● **TEKS SUMBER**

Orasi Budaya Aendra Medita: Saat Media, Medsos, dan Manusia Kehilangan Arah
Sabtu petang, 27 Desember 2025, suasana di DC Corner, Jalan Ranggamalela, Dago Bandung, cukup hangat. Acara bertajuk "Refleksi Akhir Tahun 2025 Plus Harapan Tahun 2026" yang digagas Jala Bhumi Kultura (JBK) sedang berlangsung. Panggung sempat diramaikan oleh monolog Hermana HMT, pantomim Ismime, serta penampilan Duo Jos Dumber-Dumbers dan gerak tari kuartet Enung, Lina, Indri, dan Risma. Namun, puncak malam itu adalah Orasi Budaya yang disampaikan dengan lugas oleh Aendra Medita.
Kita hidup di zaman yang serba cepat. Informasi melimpah ruah, tapi kebijaksanaan justru langka. Semua orang bisa bicara, tapi sedikit yang benar-benar mau mendengar. Berita datang setiap detik, namun kebenaran terasa makin menjauh.

Catatan dari sumber data
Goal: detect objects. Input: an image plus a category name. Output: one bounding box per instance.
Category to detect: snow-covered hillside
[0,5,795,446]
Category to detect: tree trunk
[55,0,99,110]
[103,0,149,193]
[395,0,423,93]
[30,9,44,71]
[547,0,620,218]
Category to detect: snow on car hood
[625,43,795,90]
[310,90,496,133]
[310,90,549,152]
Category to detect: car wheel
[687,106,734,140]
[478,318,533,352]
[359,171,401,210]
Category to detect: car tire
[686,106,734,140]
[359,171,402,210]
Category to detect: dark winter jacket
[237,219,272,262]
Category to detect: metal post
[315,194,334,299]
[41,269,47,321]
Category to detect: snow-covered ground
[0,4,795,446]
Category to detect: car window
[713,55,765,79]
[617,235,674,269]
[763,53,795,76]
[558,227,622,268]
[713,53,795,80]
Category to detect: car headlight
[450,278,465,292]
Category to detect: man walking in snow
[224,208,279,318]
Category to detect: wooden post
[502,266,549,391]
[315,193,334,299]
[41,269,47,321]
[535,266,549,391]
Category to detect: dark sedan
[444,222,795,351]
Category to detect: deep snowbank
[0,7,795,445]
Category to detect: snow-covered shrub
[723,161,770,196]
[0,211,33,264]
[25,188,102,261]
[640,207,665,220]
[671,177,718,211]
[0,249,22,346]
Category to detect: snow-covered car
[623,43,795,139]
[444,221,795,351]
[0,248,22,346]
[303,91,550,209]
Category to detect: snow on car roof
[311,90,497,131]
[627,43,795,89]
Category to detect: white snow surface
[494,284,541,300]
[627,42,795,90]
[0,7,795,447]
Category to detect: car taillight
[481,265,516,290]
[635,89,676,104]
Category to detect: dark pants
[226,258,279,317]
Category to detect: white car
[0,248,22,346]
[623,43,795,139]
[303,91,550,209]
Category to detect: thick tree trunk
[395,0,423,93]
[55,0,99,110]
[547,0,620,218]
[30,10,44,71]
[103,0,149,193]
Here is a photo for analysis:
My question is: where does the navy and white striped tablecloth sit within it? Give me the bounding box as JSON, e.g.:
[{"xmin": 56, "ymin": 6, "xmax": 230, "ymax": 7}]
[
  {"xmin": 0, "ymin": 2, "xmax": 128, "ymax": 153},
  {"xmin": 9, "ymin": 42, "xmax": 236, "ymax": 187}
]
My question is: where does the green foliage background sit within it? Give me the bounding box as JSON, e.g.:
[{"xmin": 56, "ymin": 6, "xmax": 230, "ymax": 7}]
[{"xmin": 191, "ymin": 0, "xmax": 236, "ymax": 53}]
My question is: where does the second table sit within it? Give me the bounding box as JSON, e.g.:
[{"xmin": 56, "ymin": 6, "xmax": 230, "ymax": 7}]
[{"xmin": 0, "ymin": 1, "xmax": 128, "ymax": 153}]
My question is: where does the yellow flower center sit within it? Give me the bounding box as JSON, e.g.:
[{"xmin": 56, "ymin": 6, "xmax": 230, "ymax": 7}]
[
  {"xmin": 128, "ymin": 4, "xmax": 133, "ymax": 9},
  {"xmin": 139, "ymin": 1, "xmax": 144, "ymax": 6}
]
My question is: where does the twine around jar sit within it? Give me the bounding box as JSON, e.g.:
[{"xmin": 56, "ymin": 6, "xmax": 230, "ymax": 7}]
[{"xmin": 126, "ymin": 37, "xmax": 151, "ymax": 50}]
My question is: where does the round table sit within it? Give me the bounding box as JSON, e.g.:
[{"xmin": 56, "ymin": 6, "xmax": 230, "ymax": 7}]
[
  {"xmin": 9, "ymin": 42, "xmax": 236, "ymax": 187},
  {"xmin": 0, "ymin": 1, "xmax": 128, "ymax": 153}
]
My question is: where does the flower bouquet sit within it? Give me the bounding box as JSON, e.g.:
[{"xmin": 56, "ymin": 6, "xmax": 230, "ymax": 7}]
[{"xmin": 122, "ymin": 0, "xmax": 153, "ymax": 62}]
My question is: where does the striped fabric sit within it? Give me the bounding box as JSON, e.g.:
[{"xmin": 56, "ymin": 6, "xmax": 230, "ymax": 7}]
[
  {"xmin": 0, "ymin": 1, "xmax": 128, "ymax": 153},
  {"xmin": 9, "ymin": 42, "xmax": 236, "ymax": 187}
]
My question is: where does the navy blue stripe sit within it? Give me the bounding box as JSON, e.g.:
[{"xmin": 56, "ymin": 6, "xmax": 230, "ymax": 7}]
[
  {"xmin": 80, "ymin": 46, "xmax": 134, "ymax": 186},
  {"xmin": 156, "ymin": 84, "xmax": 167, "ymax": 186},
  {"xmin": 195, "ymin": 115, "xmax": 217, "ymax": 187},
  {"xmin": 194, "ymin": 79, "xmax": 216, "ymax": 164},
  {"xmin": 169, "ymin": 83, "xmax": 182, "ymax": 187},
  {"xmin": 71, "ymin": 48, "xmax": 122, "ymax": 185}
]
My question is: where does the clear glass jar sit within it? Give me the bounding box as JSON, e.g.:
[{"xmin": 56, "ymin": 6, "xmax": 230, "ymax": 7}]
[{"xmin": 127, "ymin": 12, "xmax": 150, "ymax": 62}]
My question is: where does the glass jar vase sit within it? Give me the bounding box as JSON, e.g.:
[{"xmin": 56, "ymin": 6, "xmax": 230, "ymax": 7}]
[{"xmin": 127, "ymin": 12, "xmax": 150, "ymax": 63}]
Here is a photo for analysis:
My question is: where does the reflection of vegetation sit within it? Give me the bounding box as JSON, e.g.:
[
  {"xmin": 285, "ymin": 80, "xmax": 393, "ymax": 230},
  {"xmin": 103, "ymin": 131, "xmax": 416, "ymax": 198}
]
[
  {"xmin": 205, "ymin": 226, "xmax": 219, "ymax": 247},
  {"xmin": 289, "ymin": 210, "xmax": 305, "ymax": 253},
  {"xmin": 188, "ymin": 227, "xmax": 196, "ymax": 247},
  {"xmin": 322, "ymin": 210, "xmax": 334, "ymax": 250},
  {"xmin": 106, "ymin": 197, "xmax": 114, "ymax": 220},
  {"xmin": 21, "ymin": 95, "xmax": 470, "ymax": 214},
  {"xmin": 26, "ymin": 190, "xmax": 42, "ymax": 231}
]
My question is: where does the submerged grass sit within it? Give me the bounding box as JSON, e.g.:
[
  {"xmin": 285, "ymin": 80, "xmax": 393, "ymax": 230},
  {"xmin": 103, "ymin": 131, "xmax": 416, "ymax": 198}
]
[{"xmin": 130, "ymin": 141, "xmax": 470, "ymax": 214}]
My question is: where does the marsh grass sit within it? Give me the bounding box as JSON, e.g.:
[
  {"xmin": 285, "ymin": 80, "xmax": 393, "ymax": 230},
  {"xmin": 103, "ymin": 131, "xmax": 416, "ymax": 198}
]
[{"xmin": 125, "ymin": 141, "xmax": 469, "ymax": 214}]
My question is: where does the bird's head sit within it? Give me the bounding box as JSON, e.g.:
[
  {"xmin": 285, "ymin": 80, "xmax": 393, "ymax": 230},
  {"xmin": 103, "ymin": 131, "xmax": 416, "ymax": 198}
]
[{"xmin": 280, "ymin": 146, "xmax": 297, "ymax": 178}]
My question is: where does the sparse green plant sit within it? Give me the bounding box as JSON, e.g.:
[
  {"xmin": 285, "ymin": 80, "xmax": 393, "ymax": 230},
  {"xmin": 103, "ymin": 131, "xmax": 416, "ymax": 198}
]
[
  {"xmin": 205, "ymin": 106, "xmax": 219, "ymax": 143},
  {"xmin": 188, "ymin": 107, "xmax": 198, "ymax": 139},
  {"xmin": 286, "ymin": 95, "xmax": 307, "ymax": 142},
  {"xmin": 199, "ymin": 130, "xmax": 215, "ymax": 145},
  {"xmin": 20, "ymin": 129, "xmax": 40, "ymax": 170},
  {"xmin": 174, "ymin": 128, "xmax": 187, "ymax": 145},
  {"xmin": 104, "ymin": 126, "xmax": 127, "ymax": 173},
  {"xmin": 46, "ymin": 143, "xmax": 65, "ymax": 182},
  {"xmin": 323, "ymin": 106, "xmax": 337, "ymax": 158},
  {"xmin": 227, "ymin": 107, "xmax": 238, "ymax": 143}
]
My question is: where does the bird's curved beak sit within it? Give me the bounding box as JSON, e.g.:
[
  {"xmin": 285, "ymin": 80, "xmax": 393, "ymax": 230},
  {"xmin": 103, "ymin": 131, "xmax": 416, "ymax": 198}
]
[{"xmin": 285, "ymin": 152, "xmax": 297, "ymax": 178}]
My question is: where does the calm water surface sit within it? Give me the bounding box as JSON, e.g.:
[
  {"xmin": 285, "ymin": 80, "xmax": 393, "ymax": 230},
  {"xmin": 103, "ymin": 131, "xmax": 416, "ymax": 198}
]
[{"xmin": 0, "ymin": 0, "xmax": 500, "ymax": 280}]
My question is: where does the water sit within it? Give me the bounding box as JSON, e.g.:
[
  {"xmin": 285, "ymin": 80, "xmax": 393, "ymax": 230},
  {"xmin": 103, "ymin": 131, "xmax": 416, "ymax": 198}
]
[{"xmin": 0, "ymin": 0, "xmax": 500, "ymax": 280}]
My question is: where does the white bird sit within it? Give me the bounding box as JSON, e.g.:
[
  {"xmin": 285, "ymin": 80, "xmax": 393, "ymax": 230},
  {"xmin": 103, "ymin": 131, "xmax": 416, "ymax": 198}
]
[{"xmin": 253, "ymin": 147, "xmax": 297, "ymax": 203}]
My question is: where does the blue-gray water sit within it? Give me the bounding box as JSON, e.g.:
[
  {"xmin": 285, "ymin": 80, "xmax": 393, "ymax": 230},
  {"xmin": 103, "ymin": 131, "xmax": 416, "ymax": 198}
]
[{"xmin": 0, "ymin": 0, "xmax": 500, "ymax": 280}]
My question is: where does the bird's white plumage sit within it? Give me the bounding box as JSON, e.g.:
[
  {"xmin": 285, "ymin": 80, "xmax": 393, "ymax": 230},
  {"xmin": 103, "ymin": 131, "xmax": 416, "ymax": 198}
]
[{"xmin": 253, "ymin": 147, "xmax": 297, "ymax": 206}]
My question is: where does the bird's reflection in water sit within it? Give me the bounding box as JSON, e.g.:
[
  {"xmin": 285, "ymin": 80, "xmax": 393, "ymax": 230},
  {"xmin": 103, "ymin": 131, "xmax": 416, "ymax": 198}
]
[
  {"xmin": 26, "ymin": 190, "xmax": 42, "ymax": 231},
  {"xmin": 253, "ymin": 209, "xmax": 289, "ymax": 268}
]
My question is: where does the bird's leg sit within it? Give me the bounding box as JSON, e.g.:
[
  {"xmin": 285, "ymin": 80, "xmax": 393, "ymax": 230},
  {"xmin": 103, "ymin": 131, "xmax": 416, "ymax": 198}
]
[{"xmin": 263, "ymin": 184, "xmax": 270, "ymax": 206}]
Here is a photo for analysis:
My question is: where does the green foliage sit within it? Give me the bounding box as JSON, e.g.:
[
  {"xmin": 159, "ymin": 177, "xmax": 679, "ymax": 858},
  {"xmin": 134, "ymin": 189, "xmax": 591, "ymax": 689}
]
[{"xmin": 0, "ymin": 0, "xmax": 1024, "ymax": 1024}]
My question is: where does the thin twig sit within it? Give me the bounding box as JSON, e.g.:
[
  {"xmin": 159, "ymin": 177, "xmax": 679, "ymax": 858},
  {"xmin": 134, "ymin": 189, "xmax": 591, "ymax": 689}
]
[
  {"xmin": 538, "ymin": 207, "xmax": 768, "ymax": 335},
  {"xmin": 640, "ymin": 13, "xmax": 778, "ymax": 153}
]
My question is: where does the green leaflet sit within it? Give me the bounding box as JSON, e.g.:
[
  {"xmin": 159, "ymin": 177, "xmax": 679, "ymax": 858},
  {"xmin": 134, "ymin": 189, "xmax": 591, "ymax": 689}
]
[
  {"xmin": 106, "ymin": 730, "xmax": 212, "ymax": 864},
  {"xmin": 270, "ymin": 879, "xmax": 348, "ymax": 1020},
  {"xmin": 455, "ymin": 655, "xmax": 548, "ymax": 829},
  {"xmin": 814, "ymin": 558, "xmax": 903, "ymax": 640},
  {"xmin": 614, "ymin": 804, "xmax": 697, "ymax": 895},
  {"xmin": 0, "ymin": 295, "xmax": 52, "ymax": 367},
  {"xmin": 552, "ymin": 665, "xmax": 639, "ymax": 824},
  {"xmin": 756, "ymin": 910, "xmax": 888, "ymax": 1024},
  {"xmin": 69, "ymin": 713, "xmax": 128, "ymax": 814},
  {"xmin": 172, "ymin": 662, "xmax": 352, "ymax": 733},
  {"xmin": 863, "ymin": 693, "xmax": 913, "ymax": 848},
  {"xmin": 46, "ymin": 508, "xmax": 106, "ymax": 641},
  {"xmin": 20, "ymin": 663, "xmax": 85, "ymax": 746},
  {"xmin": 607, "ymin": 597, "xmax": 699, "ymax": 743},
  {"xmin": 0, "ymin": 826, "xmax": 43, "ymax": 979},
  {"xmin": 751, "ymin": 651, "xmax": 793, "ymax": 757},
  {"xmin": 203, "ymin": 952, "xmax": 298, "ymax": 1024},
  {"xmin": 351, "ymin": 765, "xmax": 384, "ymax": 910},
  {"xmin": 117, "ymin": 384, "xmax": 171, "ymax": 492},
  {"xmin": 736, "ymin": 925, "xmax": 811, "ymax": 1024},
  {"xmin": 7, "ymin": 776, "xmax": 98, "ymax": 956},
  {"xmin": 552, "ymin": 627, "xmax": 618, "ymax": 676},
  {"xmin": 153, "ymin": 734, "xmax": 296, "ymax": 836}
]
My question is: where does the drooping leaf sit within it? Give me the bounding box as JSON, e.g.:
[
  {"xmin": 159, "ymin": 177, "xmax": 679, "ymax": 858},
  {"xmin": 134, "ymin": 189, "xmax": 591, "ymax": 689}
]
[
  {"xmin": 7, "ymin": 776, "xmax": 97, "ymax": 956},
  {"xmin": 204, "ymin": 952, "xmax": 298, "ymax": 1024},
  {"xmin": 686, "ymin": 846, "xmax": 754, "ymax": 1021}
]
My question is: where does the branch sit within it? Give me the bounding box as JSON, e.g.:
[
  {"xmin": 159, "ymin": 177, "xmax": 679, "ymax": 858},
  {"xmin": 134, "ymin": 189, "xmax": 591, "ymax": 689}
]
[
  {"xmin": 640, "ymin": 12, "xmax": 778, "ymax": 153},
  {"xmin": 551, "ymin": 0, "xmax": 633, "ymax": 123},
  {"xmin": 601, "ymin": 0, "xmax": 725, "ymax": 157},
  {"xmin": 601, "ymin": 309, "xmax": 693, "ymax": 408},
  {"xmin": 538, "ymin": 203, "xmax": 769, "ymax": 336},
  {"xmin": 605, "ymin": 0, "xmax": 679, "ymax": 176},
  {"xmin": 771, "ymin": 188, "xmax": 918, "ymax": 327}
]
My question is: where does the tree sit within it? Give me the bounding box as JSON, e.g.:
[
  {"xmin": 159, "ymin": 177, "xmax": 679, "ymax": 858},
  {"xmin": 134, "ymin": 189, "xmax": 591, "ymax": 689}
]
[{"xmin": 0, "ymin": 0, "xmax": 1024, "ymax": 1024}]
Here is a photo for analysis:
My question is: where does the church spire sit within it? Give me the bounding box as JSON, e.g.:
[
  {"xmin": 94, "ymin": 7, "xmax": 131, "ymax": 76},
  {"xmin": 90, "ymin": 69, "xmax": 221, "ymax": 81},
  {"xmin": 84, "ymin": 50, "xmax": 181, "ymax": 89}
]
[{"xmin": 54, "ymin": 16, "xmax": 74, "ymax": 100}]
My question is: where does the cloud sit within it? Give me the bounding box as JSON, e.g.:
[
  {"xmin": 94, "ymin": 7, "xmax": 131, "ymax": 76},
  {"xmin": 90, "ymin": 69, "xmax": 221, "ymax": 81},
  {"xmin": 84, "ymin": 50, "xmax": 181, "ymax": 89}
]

● **PETUNJUK TUGAS A**
Siapa yang menggagas acara "Refleksi Akhir Tahun 2025 Plus Harapan Tahun 2026" menurut teks sumber?
● **PETUNJUK TUGAS B**
Tentukan apakah setiap pernyataan berikut sesuai dengan teks sumber. Jawab ya atau tidak dan kutip kata-kata penentunya. (i) Acara itu berlangsung pada Sabtu petang, 27 Desember 2025. (ii) Monolog di panggung dibawakan oleh Ismime. (iii) Menurut teks, informasi di zaman sekarang langka.

● **JAWABAN LATIHAN A**
Acara itu digagas oleh Jala Bhumi Kultura (JBK).

● **JAWABAN LATIHAN B**
(i) Ya: "Sabtu petang, 27 Desember 2025"
(ii) Tidak: "monolog Hermana HMT, pantomim Ismime"
(iii) Tidak: "Informasi melimpah ruah, tapi kebijaksanaan justru langka"